TEXT EXCERPT ▸
##########

EP by Betraying the Martyrs
- Released: 24 June 2022
- Genre: Metalcore; symphonic metal;
- Length: 18:22
- Label: Out of Line

Betraying the Martyrs chronology
| Rapture (2019) | Silver Lining (2022) |  |

Singles from Silver Lining
- "Black Hole" Released: 14 October 2021; "Swan Song" Released: 28 April 2022; "Mirror" Released: 23 June 2022;

= Silver Lining (EP) =

Silver Lining is the second EP and final release by French metalcore band Betraying the Martyrs. It was released on 24 June 2022 through Out of Line Music. The EP is the band's only release with vocalist Rui Martins, their only release with the label, and their final release overall before their breakup in 2023.

==Background and recording==
On 12 October 2021, Betraying the Martyrs announced that they had parted ways with Sumerian Records and signed with Out of Line Music, and welcomed their new vocalist Rui Martins to the band. At the same time, they released the first single "Black Hole" along with a corresponding music video. On 3 November, the band began working on new material for the forthcoming release. 15 November, they have concluded the recording sessions for their new EP. On 1 May 2022, Betraying the Martyrs revealed the EP itself, the EP cover, the track list, and release date.

##########

Copy the text about the Silver Lining EP from "Silver Lining is" to "breakup in 2023.", inclusive, substituting "split" for "breakup". The records that follow have no connection to the text about the Silver Lining EP.

Dataset excerpts on pointing to objects ▸
##########

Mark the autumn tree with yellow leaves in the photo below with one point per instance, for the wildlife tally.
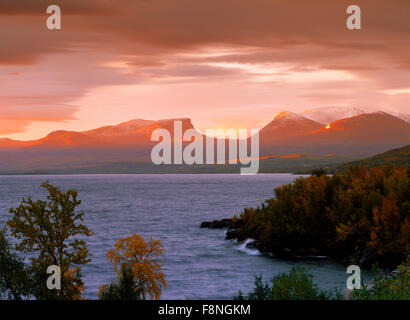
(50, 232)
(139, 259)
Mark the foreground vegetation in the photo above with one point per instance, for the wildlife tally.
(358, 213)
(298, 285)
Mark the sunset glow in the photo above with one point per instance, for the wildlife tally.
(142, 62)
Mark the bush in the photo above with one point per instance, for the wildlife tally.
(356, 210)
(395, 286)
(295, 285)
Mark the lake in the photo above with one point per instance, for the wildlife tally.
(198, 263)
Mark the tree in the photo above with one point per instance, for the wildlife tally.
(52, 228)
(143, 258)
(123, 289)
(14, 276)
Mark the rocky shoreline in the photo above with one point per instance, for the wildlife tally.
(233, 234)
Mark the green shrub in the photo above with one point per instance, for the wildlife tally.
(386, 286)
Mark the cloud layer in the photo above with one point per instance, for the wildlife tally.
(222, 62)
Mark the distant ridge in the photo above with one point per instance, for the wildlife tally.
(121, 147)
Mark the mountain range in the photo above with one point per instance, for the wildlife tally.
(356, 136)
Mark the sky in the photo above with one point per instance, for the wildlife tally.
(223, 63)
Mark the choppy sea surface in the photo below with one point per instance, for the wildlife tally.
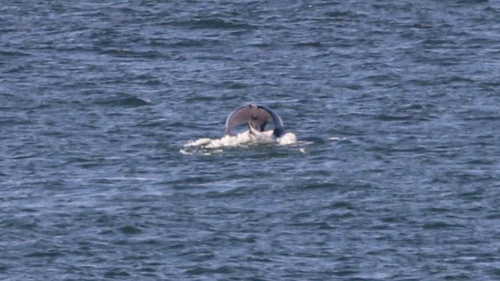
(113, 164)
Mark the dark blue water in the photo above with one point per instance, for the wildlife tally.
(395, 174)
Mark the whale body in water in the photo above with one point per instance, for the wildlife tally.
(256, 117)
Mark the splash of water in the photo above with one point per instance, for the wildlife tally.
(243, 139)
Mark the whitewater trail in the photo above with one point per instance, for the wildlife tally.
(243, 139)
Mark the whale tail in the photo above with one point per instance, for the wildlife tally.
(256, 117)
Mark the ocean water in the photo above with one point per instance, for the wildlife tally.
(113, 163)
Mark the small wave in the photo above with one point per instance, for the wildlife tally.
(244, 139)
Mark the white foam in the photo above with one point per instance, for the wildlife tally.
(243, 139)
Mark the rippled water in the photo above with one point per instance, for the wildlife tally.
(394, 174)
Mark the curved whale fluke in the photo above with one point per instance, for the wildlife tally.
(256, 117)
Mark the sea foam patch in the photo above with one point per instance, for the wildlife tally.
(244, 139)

##########

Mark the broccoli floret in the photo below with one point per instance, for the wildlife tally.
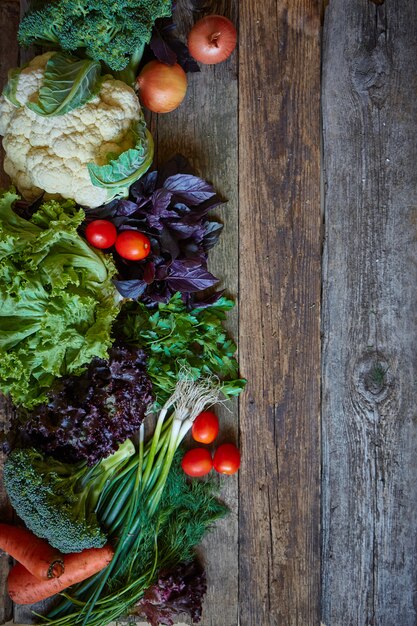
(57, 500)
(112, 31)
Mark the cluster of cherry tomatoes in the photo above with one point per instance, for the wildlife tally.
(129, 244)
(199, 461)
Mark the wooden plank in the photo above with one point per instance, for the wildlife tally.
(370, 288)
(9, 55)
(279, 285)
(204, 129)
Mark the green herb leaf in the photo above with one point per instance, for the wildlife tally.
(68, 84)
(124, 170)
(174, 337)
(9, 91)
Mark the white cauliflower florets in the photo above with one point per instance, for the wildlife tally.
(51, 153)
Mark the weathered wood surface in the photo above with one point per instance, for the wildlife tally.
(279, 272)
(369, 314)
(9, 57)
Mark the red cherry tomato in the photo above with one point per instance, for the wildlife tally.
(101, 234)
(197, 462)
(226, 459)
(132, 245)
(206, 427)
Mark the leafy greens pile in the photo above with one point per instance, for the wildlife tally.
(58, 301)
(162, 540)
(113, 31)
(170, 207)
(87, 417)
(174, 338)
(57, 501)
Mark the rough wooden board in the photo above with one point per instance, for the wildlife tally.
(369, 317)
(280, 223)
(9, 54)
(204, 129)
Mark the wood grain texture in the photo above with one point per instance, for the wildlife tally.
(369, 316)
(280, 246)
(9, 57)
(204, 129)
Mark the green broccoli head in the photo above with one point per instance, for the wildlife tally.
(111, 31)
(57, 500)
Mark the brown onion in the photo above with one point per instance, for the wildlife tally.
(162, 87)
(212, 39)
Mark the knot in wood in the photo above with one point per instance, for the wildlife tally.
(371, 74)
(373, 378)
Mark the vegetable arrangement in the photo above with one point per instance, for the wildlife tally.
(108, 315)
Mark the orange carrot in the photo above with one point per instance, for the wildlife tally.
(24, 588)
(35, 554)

##########

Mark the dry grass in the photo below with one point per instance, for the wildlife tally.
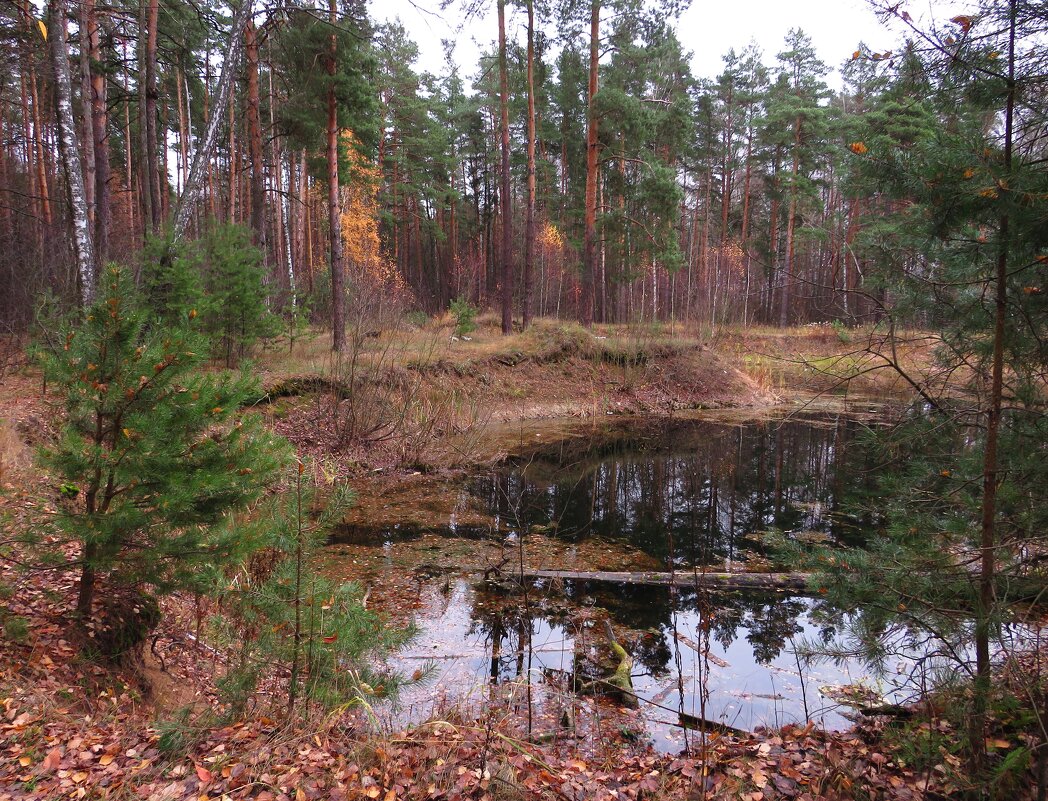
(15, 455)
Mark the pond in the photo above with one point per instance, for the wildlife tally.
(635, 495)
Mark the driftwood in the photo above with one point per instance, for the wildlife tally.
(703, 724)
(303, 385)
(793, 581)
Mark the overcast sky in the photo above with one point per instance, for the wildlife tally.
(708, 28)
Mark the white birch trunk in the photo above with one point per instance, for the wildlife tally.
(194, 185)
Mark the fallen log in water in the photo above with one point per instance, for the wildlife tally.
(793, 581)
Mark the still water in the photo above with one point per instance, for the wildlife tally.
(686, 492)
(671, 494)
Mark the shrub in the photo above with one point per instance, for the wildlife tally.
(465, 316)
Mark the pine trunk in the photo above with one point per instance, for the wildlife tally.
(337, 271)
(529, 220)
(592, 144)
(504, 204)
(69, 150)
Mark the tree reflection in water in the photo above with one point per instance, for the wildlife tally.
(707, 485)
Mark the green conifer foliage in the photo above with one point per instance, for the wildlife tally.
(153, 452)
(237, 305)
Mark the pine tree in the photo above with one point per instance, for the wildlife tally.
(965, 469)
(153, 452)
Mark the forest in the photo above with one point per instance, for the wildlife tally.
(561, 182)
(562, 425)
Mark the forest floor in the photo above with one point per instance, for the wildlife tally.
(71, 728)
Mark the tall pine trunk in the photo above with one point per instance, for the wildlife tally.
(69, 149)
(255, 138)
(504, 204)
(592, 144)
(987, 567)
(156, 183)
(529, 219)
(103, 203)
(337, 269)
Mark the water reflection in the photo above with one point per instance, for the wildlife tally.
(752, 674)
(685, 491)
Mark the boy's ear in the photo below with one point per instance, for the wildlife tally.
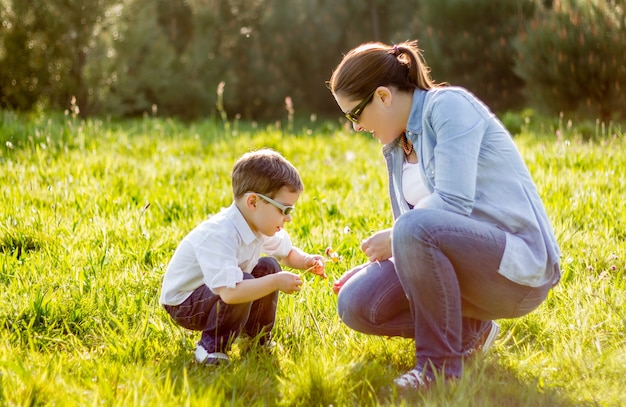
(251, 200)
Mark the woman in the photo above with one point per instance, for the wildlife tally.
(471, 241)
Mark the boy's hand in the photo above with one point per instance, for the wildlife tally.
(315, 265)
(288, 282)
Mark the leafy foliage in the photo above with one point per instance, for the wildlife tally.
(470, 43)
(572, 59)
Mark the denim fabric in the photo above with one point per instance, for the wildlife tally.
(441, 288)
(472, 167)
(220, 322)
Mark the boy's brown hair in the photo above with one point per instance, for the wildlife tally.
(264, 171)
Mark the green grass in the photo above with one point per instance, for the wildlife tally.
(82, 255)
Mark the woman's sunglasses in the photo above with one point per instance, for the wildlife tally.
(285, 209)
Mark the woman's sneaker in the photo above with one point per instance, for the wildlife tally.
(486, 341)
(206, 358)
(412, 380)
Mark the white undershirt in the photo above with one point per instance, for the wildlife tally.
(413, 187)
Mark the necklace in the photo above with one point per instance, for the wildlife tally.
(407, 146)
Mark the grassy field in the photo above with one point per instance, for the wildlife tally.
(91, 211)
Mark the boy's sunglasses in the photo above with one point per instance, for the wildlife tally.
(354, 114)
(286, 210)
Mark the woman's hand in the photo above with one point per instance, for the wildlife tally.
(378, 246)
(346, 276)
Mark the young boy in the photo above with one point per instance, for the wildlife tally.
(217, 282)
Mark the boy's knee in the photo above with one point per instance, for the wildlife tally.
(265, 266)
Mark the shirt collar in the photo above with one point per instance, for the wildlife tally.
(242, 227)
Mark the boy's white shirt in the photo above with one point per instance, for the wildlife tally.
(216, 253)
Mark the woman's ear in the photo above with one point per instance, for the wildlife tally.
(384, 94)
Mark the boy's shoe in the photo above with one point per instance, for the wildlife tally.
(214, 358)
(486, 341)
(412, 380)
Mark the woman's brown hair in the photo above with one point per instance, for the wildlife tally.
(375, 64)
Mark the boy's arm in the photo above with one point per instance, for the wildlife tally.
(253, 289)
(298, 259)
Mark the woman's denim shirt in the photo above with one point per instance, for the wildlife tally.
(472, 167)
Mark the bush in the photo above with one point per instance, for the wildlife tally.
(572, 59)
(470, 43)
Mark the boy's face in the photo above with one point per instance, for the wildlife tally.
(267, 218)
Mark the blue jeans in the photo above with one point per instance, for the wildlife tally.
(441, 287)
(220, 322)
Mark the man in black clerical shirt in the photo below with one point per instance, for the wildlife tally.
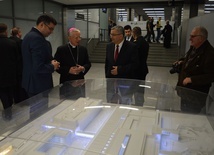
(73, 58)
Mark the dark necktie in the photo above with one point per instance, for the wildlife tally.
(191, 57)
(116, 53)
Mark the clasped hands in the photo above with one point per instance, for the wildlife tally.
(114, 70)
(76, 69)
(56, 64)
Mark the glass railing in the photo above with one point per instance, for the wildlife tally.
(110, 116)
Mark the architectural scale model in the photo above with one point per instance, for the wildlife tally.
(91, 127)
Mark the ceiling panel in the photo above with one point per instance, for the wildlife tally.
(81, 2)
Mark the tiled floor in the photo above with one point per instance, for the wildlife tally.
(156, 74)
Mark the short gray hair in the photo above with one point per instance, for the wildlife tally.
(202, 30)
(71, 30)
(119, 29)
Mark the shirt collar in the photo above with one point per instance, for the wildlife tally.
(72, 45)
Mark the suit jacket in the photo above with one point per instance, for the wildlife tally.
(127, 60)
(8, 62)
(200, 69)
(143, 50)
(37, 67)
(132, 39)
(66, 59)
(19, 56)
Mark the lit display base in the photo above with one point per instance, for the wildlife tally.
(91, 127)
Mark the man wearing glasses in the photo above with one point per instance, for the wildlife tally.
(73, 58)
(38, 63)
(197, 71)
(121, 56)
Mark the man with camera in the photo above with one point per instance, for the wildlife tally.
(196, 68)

##########

OUTPUT OF THE EXERCISE ▸
Silver Lining is the second EP and final release by French metalcore band Betraying the Martyrs. It was released on 24 June 2022 through Out of Line Music. The EP is the band's only release with vocalist Rui Martins, their only release with the label, and their final release overall before their split in 2023.